** TAREA **
Explica, según el pasaje del texto, por qué se aconseja evitar las discusiones necias y estúpidas.

PERMANEZCAN
EN MI AMOR COMO YO PERMANEZCO EN EL AMOR DE MI PADRE
Desbordo
de gozo en el Señor, y me alegro con mi Dios: porque me ha vestido un traje de
gala y me ha envuelto en un manto de triunfo, como a una novia que se adorna
con sus joyas. (Is 61, 10)
El
manto de triunfo es la santidad de Dios que llega a nosotros por la escucha de
la Palabra y la conversión. La conversión pide despojarse del traje de tinieblas
para revestirse de justicia y santidad, revestirse de luz, de la armadura de
Dios. “Sed para mí santos, porque yo, SANTO. Para ser santos hay que despojarse
del hombre viejo y revestirse de Jesucristo (Ef 4, 23- 24; Rm 13, 12- 14) Sin
fe y sin amor no hay santidad. Santo es el que es portador del amor de Dios. Y
no de amores fingidos (Rm 12, 9)
“Señor,
soy santo, y os he separado de entre los pueblos para que seáis míos.” (Lv 20,
26) La santidad de Dios exige no mezclarse con las cosas mundanas, paganas y
pecaminosas: “Apártense de las pasiones de su juventud” (2 de Tim 2, 22; 1 de
Cor 6, 18; 2 de Pe 1, 4) Y dedíquense a buscar a Dios que lo encuentran en la
bondad, la verdad y la justicia (Ef 5, 9) En la humildad, en la mansedumbre y
en la misericordia (Col 3, 12) Hay santidad donde hay verdad que nos hace
libres, es decir donde hay amor. El amor es la señal que hemos salido de las
tinieblas y de la esclavitud del pecado para entrar a los terrenos de Dios.
Hijos,
clamad al Señor: él os librará de la tiranía y de la mano de vuestros enemigos.
Yo espero del Eterno vuestra salvación, del Santo me ha venido la alegría, por
la misericordia que llegará pronto a vosotros de parte del Eterno, vuestro
Salvador. (Ba 4, 21b-22) Nuestro Salvador es Jesucristo que nos invita a
creer y a convertirnos (Mt 4, 17) Tal como lo dice Pablo: “Huye de las pasiones
juveniles. Vete al alcance de la justicia, de la fe, de la caridad, de la paz,
en unión de los que invocan al Señor con corazón puro. Evita las discusiones
necias y estúpidas; tú sabes bien que engendran altercados. Y a un siervo del
Señor no le conviene altercar, sino ser amable, con todos, pronto a enseñar,
sufrido, y que corrija con mansedumbre a los adversarios, por si Dios les
otorga la conversión que les haga conocer plenamente la verdad,” (2 de Tim 2,
22- 25)

** DATOS GUARDADOS **
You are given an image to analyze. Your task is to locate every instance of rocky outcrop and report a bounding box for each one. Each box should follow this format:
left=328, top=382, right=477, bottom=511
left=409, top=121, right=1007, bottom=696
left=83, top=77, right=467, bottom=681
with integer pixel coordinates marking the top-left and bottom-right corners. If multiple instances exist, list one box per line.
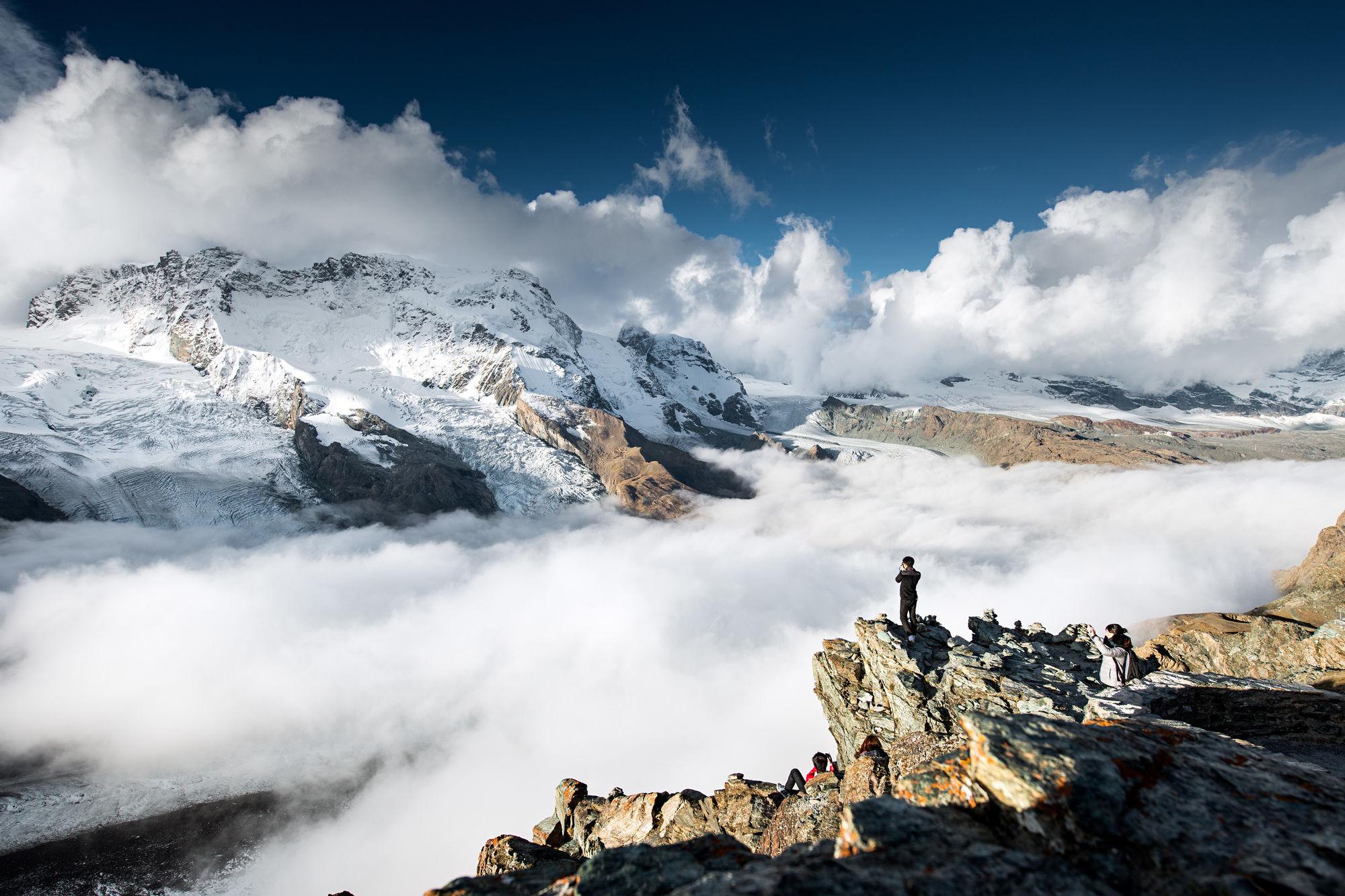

** RESPUESTA DEL EJERCICIO **
Se aconseja evitarlas porque engendran altercados, y a un siervo del Señor no le conviene altercar. Debe ser amable con todos, pronto a enseñar y sufrido, y corregir con mansedumbre a los adversarios.